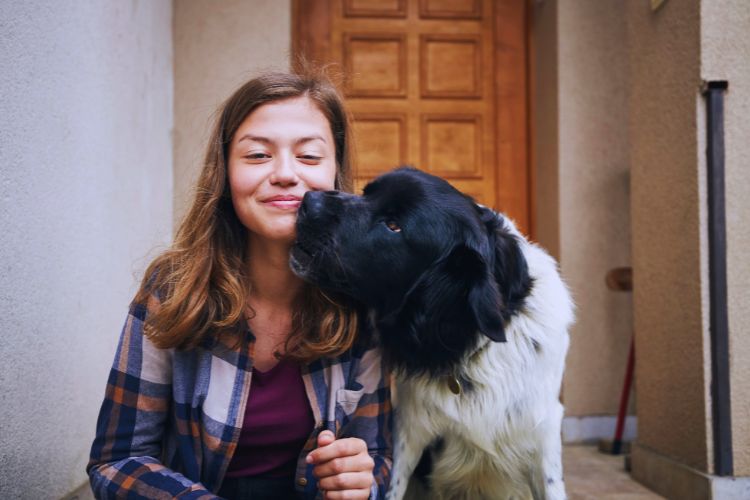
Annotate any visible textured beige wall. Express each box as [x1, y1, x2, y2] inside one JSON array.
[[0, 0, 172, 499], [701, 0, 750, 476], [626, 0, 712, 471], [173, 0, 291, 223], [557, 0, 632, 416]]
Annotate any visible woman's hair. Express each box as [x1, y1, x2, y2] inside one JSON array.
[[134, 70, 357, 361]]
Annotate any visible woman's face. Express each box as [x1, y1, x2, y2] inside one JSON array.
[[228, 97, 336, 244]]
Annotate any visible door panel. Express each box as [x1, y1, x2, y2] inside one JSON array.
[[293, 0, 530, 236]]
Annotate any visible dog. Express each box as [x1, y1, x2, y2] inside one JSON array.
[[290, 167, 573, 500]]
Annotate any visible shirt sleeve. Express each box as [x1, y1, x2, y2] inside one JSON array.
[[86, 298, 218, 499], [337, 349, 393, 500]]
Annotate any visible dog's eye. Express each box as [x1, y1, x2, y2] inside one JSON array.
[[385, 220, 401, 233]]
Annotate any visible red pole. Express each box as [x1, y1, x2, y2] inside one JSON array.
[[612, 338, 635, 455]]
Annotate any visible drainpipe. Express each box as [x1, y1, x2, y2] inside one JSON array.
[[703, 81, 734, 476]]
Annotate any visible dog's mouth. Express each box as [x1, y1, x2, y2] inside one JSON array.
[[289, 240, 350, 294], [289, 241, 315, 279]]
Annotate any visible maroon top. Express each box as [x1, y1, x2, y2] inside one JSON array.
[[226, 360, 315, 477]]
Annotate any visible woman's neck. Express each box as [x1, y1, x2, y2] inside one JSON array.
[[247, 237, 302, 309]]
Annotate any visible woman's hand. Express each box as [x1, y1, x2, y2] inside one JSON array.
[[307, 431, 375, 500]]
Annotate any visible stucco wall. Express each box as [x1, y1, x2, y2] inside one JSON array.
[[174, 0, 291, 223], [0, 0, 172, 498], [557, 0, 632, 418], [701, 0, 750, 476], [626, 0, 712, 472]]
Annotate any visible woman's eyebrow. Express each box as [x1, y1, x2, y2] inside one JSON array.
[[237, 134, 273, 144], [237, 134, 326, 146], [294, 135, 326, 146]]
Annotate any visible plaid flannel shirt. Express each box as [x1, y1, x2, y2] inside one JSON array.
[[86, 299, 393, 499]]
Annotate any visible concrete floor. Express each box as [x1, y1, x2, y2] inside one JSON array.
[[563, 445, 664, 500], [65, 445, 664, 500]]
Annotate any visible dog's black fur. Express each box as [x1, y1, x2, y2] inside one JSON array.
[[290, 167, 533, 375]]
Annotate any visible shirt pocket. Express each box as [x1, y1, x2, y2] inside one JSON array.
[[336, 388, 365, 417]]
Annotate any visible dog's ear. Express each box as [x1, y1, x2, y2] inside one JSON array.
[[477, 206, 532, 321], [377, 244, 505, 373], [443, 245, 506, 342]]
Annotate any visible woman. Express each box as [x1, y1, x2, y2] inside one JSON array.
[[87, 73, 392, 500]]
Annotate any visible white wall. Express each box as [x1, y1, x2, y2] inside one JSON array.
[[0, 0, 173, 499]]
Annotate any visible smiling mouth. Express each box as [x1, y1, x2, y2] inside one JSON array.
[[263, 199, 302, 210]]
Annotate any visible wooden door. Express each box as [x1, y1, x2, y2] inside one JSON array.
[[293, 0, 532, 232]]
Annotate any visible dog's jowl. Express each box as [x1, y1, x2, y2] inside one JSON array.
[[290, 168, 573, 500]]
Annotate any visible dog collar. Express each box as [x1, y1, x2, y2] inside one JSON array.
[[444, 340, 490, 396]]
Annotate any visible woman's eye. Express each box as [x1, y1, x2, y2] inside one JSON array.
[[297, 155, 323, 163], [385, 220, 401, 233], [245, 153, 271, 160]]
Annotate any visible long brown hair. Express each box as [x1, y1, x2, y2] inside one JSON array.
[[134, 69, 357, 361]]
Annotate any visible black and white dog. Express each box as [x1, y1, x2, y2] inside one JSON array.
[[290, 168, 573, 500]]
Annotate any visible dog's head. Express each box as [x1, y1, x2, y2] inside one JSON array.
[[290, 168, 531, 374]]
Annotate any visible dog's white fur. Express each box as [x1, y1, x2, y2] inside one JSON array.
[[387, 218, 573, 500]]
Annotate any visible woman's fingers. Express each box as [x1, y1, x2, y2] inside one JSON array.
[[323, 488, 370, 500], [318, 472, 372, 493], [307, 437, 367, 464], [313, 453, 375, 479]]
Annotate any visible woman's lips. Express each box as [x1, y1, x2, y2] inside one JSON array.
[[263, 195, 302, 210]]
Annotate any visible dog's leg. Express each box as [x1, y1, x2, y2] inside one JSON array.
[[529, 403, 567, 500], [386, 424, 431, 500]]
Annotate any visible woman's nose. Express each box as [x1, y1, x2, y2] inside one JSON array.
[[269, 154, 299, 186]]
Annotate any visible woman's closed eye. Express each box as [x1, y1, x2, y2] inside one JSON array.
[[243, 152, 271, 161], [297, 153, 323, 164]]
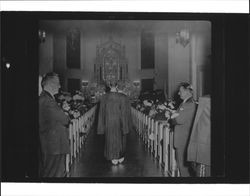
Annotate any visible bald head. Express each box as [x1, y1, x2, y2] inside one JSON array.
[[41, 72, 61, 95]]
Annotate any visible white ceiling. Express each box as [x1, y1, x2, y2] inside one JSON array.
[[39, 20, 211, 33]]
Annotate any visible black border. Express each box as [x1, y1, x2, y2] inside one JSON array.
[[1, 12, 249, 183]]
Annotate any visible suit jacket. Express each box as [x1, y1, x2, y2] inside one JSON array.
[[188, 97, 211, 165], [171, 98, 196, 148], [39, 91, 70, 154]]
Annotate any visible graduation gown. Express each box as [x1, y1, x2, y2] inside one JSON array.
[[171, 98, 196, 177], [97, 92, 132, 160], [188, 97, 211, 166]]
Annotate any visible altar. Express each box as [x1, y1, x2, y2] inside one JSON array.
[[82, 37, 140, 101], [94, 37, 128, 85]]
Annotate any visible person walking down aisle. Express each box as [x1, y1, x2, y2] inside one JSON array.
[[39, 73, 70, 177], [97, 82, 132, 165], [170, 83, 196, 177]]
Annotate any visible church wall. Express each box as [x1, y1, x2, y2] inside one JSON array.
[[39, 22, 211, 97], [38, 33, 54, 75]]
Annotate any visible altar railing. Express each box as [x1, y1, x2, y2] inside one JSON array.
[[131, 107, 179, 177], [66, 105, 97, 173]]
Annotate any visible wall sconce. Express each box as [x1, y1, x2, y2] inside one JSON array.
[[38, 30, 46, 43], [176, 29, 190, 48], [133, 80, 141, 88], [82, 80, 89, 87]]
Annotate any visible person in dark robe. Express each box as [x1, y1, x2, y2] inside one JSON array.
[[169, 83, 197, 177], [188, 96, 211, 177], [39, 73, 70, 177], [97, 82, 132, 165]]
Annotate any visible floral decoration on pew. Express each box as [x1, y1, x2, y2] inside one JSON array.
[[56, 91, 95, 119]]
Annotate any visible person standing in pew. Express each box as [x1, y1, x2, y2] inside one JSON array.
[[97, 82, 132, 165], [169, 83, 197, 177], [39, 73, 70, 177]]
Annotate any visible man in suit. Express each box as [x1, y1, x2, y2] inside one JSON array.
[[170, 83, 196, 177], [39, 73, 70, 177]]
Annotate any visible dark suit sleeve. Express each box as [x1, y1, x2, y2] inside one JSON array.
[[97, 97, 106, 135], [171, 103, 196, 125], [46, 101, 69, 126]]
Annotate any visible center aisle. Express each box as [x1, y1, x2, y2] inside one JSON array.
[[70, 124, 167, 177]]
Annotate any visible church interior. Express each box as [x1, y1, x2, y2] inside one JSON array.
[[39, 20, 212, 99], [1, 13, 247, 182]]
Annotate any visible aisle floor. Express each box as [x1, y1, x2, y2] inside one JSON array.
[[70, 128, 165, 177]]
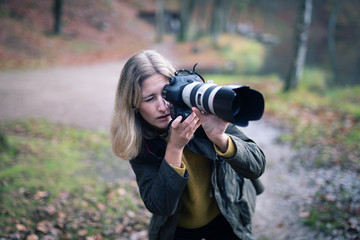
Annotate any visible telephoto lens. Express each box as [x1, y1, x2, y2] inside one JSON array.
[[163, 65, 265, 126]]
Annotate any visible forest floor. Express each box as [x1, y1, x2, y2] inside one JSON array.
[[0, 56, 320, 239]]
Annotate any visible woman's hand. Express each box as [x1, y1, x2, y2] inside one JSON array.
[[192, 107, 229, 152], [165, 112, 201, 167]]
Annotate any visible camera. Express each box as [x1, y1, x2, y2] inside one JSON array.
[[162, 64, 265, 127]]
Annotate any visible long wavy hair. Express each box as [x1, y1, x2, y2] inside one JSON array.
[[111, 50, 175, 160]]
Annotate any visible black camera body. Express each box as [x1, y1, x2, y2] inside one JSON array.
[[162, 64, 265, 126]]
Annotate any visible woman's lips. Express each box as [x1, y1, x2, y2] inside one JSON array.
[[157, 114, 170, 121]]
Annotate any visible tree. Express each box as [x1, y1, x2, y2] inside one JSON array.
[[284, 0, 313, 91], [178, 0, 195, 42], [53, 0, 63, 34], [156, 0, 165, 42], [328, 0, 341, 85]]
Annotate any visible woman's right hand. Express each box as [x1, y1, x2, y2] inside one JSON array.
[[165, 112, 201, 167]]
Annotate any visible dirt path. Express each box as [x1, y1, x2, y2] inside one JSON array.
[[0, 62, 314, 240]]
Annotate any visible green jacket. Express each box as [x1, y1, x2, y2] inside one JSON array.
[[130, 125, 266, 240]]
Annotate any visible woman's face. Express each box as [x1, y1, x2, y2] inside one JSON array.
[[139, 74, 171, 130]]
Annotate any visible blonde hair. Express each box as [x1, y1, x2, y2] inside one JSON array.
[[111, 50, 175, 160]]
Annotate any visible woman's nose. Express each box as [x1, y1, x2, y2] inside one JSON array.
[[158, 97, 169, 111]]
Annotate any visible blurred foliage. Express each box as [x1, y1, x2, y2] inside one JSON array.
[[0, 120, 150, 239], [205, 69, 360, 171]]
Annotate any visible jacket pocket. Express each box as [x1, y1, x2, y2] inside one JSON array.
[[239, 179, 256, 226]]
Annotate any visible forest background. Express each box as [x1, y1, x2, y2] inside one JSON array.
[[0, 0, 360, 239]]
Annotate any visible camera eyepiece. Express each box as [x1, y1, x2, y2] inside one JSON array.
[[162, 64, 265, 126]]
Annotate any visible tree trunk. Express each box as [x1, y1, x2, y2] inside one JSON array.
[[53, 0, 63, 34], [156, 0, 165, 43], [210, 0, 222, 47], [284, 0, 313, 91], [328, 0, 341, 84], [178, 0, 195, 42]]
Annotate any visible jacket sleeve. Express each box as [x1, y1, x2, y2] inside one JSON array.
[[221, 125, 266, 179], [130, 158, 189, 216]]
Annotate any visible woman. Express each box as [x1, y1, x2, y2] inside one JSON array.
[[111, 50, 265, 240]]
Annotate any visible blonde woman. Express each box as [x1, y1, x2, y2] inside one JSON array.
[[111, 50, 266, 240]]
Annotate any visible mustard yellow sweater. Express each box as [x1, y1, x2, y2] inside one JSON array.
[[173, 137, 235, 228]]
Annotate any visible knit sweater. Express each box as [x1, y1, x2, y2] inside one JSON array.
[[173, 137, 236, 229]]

###

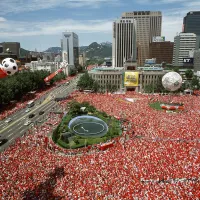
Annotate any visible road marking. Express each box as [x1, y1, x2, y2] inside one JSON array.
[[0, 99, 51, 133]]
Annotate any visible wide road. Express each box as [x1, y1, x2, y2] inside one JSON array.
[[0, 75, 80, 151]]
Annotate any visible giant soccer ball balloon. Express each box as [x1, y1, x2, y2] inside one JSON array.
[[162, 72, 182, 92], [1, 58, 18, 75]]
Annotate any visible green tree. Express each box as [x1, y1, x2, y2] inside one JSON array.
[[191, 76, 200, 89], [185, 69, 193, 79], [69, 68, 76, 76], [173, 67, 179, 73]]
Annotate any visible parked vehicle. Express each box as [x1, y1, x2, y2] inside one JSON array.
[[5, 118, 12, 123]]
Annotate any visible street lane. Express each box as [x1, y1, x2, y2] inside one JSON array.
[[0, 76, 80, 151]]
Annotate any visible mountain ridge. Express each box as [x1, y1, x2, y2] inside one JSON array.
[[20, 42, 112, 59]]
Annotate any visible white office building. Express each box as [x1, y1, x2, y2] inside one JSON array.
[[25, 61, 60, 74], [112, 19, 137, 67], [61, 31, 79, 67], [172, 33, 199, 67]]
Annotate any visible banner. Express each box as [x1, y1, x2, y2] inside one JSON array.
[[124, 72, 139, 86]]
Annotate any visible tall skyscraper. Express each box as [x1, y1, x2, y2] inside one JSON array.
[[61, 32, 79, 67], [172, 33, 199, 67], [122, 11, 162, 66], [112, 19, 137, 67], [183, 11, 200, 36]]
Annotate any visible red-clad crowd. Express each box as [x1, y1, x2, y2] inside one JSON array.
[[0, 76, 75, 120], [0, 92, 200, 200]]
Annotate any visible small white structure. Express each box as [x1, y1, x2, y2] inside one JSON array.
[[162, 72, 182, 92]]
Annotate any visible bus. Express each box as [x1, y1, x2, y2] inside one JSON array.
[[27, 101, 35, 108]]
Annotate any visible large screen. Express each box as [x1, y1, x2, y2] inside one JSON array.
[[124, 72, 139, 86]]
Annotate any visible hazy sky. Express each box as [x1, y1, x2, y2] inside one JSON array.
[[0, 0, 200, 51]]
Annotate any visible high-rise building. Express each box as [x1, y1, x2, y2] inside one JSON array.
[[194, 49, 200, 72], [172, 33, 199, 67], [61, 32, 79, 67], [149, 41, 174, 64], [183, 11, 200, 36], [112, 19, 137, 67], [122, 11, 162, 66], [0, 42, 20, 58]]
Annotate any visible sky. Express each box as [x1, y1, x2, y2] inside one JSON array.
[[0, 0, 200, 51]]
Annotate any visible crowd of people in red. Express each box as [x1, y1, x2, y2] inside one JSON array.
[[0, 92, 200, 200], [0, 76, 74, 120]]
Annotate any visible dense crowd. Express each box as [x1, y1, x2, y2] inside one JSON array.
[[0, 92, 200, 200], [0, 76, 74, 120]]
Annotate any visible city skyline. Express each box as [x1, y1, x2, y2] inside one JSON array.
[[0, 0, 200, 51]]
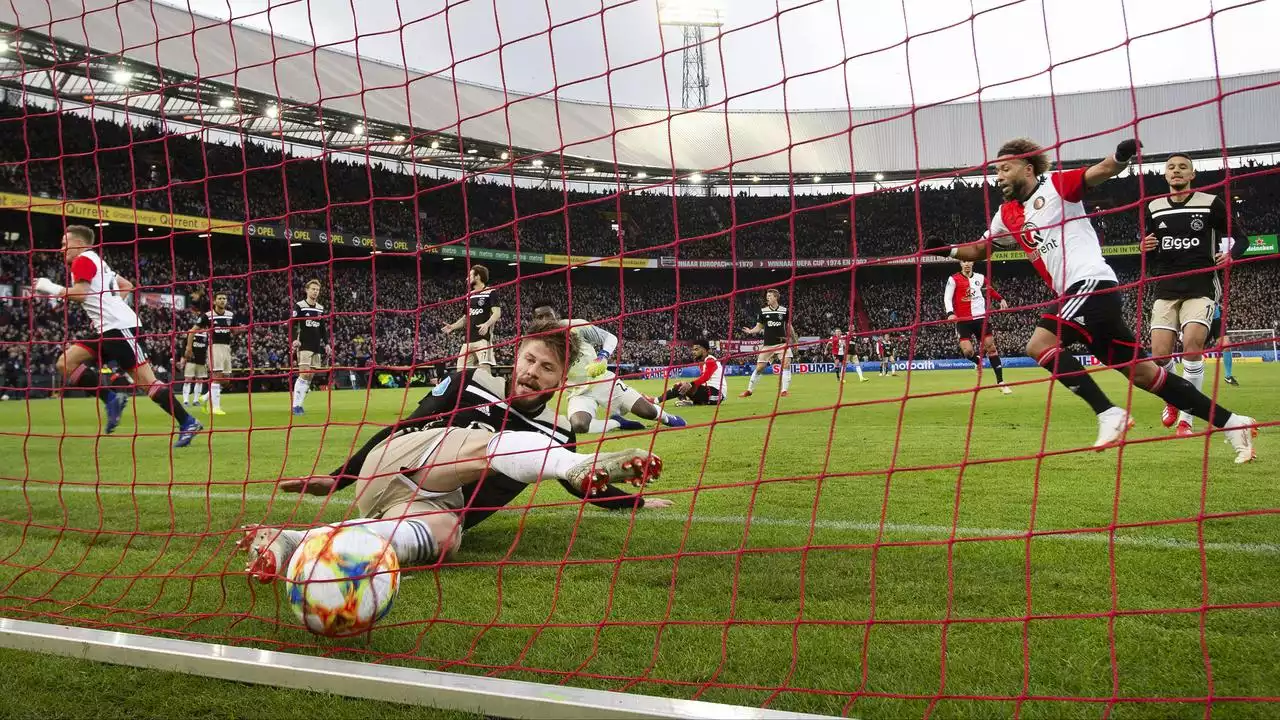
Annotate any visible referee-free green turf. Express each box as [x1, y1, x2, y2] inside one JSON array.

###

Print the entries again, starting with the line that has "Annotate any visible shirt sleeve." and ending with the line that has "[[86, 299, 393, 499]]".

Annotate any visible shirt sleeve. Express each box as [x1, y1, x2, y2] inside one JSON array.
[[86, 298, 218, 499], [337, 349, 393, 500]]
Annotate any visible dog's eye. Express each box as [x1, y1, x2, y2] inside one JSON array.
[[385, 220, 401, 233]]
Annotate any visible red pole. Express each box as [x1, y1, x2, y2] inside one JSON array.
[[612, 338, 635, 455]]
Annotate any visible drainpipe. Express each box as [x1, y1, x2, y2] inside one JSON array.
[[703, 81, 734, 476]]
Annotate any visible dog's mouth. Express each box as [x1, y1, x2, y2] inside one JSON array.
[[289, 240, 350, 294], [289, 241, 315, 279]]
Annotate any visible maroon top. Express each box as [x1, y1, x2, y2] inside one JSON array.
[[226, 360, 315, 477]]
Annotate any visible woman's neck. Express each box as [x1, y1, x2, y2] inside one JSON array.
[[247, 237, 302, 309]]
Annotate any visible woman's hand. Express each box as [x1, y1, x2, y2] inside one JSON array.
[[307, 431, 375, 500]]
Annotate any visible stucco wall. Express each box as [x1, y1, x2, y2] inside one JSON array.
[[174, 0, 291, 223], [0, 0, 172, 498], [557, 0, 632, 418], [701, 0, 750, 476], [626, 0, 712, 472]]
Annotate any visible woman's eyebrow. Express each box as [x1, y1, x2, y2] inside one JSON array.
[[237, 134, 273, 144], [237, 134, 326, 146], [294, 135, 326, 146]]
Annotate any visible plaid flannel shirt. Express each box as [x1, y1, x2, y2] inside one JSON array.
[[86, 299, 393, 499]]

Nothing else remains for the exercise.